Fly Fishing: Version Four Point “Oh Sh&#!”

Fly Fishing: Version Four Point “Oh Sh&#!”
A harmless photo of a great day with friend Mike Barbee of Fishing Tackle Unlimited. However, had this image been posted on social media the day it was made, well…you know the rest.
Since picking up my first fly rod back in the middle 1980s I have seen the sport of fly fishing go through numerous changes. Having dedicated the majority of my adult life to this sport and to a point secluded within it, I am somewhat embarrassed to admit that I'd hardly noticed, until a fishing customer asked for my take on how and what had transpired over the past thirty-or-so years.

I didn't comment right away but, after some thought and during our boat lunch, we began a discussion. So, with that said, I have come to the conclusion that the sport of fly fishing in general has gone through three major changes since I first took up the long rod back in my youth.

Looking back, there were three types of fly fisherman back when I started. First you had the atypical fly angler who was, not always but usually, an old rich dude. The next kind of fly fisherman you had was basically the hippie guide who catered to the old rich dude. Then of course there was the third kind of fly fisherman. This person, well, they were just looking for a more challenging way to fish and that's where I fit in. I was definitely not old and most certainly not rich. Neither was I the happy-go-lucky hippie type.

The next phase of fly fishing that I experienced was when, in the early 90s, a little movie called A River Runs Through It came to the silver screen. This is the time frame in which the mountain streams of the Rockies and the flats of the Florida Keys became inundated with yuppies. Yuppie of course being the acronym for young urban professional. This yuppie invasion eventually made its way to the Lone Star State and Texas saltwater fly fishing began to become more and more popular. In fact, many of the veteran Texas fly fishing guides, me included, owe Robert Redford a dab of gratitude for giving us a career. So, speaking on behalf of the group, "Thanks, Bob."

As you can expect though, all things must end, and so it was with the River Runs Through It craze. And so, the sport of fly fishing lay somewhat stagnant from the late 90s until the mid-2000s.

I'm not sure when, but I suspect it was around '03 or '04 when the next metamorphosis of fly fishing began to happen. I kind of like to call it the do-it-yourself phase. You see, in the 70s, 80s and 90s, fly fishing was predominantly a guided sport. Especially saltwater fly fishing. But, several things were happening that made it easier for the do-it-yourselfer to get into the sport. The economy was booming, which allowed people to go out and buy their own skiffs, and the fly tackle manufacturers decided to start making fly rods and reels over seas. This made entry into the sport much more affordable for many. Then there was of course Google Earth and GPS chart plotters that allowed the person, who did not have the time to go out and learn their way around, the chance to overrun the more remote areas that others of us worked decades committing to memory.

Requirement 1 –
Answer these questions about the fly fishing article:
(a) When did the author pick up a fly rod for the first time?
(b) What movie came out in the early 90s?
(c) Around which years does the author suspect the do-it-yourself phase began?

Record list –
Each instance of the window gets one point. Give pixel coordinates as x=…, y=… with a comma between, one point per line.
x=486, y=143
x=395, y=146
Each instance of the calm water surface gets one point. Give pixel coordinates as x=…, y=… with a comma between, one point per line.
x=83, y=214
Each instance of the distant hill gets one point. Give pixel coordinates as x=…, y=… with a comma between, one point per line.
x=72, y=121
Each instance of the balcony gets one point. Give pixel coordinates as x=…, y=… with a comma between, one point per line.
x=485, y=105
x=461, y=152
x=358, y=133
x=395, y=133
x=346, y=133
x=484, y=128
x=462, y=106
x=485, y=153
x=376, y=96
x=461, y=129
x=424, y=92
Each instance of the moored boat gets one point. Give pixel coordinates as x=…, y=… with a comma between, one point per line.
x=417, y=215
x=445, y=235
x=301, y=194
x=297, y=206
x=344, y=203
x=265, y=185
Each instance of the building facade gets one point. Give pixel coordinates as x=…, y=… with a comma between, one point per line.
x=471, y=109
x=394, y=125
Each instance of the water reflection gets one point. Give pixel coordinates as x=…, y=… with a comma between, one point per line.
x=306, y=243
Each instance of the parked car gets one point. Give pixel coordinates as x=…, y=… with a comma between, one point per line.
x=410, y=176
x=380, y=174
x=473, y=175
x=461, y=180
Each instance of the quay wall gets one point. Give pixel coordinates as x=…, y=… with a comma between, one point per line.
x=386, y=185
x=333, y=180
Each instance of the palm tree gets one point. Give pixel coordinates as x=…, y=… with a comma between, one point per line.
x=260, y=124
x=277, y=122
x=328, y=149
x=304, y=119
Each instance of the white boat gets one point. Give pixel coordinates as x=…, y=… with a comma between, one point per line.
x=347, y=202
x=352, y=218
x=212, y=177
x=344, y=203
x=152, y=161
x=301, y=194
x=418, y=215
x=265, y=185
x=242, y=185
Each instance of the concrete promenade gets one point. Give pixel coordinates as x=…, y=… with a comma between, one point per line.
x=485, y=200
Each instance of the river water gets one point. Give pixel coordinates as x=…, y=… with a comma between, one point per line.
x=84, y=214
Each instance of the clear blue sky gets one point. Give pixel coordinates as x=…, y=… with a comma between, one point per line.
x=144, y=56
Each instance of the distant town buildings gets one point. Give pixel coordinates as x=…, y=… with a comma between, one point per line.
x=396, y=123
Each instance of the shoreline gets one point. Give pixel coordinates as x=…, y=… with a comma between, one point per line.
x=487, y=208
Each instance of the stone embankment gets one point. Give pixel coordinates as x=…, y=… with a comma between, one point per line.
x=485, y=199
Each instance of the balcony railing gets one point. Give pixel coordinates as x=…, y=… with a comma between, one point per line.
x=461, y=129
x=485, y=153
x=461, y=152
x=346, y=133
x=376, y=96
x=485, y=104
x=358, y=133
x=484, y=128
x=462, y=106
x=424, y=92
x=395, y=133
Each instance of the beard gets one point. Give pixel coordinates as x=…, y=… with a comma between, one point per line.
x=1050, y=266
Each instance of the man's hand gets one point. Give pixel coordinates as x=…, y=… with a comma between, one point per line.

Requirement 2 – Output, unchanged, the lines of the records from the very start of the records through the line holding "x=72, y=121", both ends included.

Task solution 1 –
(a) In the middle 1980s.
(b) A River Runs Through It.
(c) Around '03 or '04.

Task solution 2 –
Each instance of the window gets one point. Give pixel coordinates as x=…, y=… with a comma between, one point per line.
x=486, y=143
x=395, y=146
Each instance of the calm water surface gets one point. Give pixel coordinates as x=…, y=… with a comma between, one point per line.
x=83, y=214
Each instance of the distant hill gets one point. Give pixel coordinates as x=…, y=… with a comma between, one point per line.
x=72, y=121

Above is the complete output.